The Not-So-Glamorous Part About RV Life


Looks like a dream come true, right? A little home on wheels with all of the conveniences of home, parked somewhere beautiful (this is actually right next to a path that leads to a beautiful lake), somewhere new to camp every night, exploring towns and cities I’ve only seen on a map before… well, it is, but, there’s a not-so-glamorous part to it, too.

I mentioned in my previous post that Fiona the RV was having battery issues. We needed to be jump started two days in a row, and we knew something else was wrong too. Prior to the times that the battery failed, we also had issues with starting the car when the battery was fully charged. Several times, the car would start for about 10 seconds, then shut off. Multiple attempts to start the engine was something we almost began to expect every time that we were ready to move on to the next spot.

We had already made an appointment in the next decent-sized town, and just needed to make it there in one piece. Backtrack to last post’s efforts to get to Calgary without taking any breaks in fear of the RV shutting off again. We made it about 2 AM, parked right outside the business, and slept a few hours to be ready for our 8AM appointment at Big Dog Performance auto repair shop.

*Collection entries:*
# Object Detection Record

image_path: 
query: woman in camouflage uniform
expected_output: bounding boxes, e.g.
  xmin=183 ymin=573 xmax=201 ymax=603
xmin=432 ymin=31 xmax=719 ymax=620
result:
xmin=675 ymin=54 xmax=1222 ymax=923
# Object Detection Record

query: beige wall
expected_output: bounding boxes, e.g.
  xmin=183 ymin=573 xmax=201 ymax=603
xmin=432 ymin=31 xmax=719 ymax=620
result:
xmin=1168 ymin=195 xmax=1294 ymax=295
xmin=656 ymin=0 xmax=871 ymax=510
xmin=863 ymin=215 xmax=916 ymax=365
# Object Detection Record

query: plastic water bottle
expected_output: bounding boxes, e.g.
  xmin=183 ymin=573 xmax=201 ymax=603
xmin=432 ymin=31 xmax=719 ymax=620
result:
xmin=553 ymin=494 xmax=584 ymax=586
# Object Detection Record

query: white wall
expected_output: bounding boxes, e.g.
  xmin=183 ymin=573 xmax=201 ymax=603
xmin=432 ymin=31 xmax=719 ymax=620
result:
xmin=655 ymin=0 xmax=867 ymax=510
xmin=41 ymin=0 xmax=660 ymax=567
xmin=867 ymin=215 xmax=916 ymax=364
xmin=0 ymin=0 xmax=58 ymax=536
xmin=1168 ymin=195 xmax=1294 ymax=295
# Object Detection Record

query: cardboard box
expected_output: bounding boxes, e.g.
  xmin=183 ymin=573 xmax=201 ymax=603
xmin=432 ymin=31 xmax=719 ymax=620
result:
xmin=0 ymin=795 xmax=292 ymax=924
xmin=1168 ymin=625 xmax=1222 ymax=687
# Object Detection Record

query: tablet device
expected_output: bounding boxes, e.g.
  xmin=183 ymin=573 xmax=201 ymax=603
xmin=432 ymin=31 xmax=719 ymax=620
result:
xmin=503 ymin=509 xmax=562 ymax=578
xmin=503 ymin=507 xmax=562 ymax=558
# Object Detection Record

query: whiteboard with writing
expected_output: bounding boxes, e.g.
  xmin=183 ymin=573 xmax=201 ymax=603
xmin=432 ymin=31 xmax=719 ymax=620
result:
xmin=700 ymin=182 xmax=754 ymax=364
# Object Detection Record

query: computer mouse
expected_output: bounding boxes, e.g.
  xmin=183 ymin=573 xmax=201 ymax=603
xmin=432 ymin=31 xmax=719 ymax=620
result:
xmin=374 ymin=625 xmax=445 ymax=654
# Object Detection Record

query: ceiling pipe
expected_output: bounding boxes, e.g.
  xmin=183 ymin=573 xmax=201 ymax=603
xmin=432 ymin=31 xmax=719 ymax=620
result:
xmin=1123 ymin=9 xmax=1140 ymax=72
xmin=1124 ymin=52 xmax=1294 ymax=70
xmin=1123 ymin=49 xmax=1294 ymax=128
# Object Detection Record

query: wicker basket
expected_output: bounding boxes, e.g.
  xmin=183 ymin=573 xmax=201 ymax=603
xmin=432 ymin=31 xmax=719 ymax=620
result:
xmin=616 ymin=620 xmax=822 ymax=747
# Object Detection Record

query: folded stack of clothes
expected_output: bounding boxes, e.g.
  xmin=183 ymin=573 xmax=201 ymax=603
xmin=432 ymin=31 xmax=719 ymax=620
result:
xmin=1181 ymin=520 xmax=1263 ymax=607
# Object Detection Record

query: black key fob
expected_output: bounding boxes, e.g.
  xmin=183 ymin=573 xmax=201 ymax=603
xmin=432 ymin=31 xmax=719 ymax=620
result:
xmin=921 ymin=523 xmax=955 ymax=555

*DIRECTIVE:*
Rewrite the RV life post from "The Not-So-Glamorous Part" to "the next spot.", putting "alternator" in place of "battery".

*SOLVED PROBLEM:*
The Not-So-Glamorous Part About RV Life


Looks like a dream come true, right? A little home on wheels with all of the conveniences of home, parked somewhere beautiful (this is actually right next to a path that leads to a beautiful lake), somewhere new to camp every night, exploring towns and cities I’ve only seen on a map before… well, it is, but, there’s a not-so-glamorous part to it, too.

I mentioned in my previous post that Fiona the RV was having alternator issues. We needed to be jump started two days in a row, and we knew something else was wrong too. Prior to the times that the alternator failed, we also had issues with starting the car when the alternator was fully charged. Several times, the car would start for about 10 seconds, then shut off. Multiple attempts to start the engine was something we almost began to expect every time that we were ready to move on to the next spot.